***** EXTRACTED INFORMATION

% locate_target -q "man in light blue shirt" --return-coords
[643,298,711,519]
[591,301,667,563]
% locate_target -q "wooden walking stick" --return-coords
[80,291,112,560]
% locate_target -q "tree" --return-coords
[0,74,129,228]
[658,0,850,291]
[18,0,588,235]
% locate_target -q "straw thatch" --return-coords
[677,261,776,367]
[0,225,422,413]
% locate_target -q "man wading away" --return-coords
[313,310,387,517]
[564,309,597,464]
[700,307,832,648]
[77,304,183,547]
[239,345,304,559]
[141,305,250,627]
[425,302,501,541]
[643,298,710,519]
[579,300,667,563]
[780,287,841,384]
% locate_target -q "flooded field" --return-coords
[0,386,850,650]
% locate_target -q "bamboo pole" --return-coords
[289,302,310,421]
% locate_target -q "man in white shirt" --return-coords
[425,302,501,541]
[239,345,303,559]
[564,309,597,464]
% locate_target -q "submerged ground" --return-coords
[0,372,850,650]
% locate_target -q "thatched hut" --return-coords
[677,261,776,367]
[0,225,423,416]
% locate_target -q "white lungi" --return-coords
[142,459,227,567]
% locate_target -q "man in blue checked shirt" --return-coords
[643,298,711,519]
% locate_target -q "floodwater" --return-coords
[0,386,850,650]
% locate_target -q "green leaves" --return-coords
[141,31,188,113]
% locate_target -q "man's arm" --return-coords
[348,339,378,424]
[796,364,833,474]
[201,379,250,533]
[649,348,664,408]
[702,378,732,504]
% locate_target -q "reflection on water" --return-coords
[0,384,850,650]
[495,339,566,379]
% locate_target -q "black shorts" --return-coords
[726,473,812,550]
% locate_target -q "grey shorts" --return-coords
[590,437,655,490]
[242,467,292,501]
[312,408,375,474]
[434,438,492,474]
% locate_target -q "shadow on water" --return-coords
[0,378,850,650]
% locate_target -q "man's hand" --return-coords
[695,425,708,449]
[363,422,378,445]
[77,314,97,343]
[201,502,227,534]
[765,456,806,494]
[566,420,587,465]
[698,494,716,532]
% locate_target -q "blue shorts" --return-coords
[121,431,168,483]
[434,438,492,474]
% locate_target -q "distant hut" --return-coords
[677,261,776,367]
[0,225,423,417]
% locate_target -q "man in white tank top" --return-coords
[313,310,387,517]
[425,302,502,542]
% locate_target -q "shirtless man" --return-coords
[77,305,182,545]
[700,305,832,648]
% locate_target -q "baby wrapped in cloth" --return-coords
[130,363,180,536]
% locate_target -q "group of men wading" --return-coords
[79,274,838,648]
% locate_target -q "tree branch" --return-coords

**********

▶ TASK DETAILS:
Copy the lines above, swapping every "--return-coords" for "--return-bbox" and leaving the rest untouched.

▶ ANSWER IN FULL:
% locate_target -q "man in light blue shirt" --return-bbox
[643,298,711,519]
[591,301,667,563]
% locate_target -q "wooden walking stick" --return-bbox
[80,291,112,560]
% locate_target -q "tree" --return-bbox
[0,74,129,228]
[658,0,850,291]
[18,0,588,235]
% locate_target -q "straw thatch" --return-bbox
[677,261,776,367]
[0,225,422,413]
% locate_target -q "man wading away" --return-bbox
[313,310,387,517]
[564,309,597,464]
[700,307,832,648]
[77,304,183,547]
[239,345,304,559]
[141,305,250,627]
[425,302,501,541]
[643,298,710,519]
[579,300,667,563]
[780,287,841,384]
% locate_target -q "flooded field" --return-bbox
[0,386,850,650]
% locate_target -q "bamboo pole" --return-bbox
[289,302,310,421]
% locate_target -q "man in white shirt" --return-bbox
[425,302,501,541]
[239,345,303,559]
[564,309,597,464]
% locate_target -q "submerged ground" --return-bbox
[0,372,850,650]
% locate_target -q "thatched hut" --return-bbox
[677,261,776,367]
[0,225,423,416]
% locate_target -q "white lungi" --return-bbox
[142,459,227,567]
% locate_target -q "man in blue checked shirt" --return-bbox
[643,298,711,519]
% locate_target -q "floodwater" --return-bbox
[0,386,850,650]
% locate_target -q "green leaves" --return-bbox
[141,31,188,113]
% locate_target -q "man's arm" --return-bbox
[348,339,378,424]
[796,364,833,474]
[201,379,250,533]
[649,348,664,408]
[702,378,732,504]
% locate_target -q "reflection on water" --return-bbox
[0,384,850,650]
[495,339,566,379]
% locate_target -q "black shorts" --return-bbox
[726,473,812,550]
% locate_target -q "grey shorts" --return-bbox
[590,437,655,490]
[242,467,292,501]
[312,408,375,474]
[434,438,492,474]
% locate_target -q "shadow on water" --return-bbox
[0,378,850,650]
% locate_target -q "man's hand" --return-bbox
[695,425,708,449]
[363,422,378,445]
[77,314,97,343]
[201,502,227,534]
[765,456,806,494]
[566,420,587,465]
[698,494,716,532]
% locate_target -q "blue shorts" --return-bbox
[121,431,168,483]
[434,438,492,474]
% locate_target -q "distant hut" --return-bbox
[677,261,776,367]
[0,225,423,417]
% locate_target -q "man in white tank top" --return-bbox
[313,310,387,517]
[425,302,502,542]
% locate_target -q "shirtless man" --return-bbox
[77,305,182,545]
[700,305,832,648]
% locate_target -q "baby wrapped in cloth" --return-bbox
[130,363,180,536]
% locate_target -q "group of men wading" --return-bbox
[79,274,838,648]
% locate_target -q "tree branch" --return-bbox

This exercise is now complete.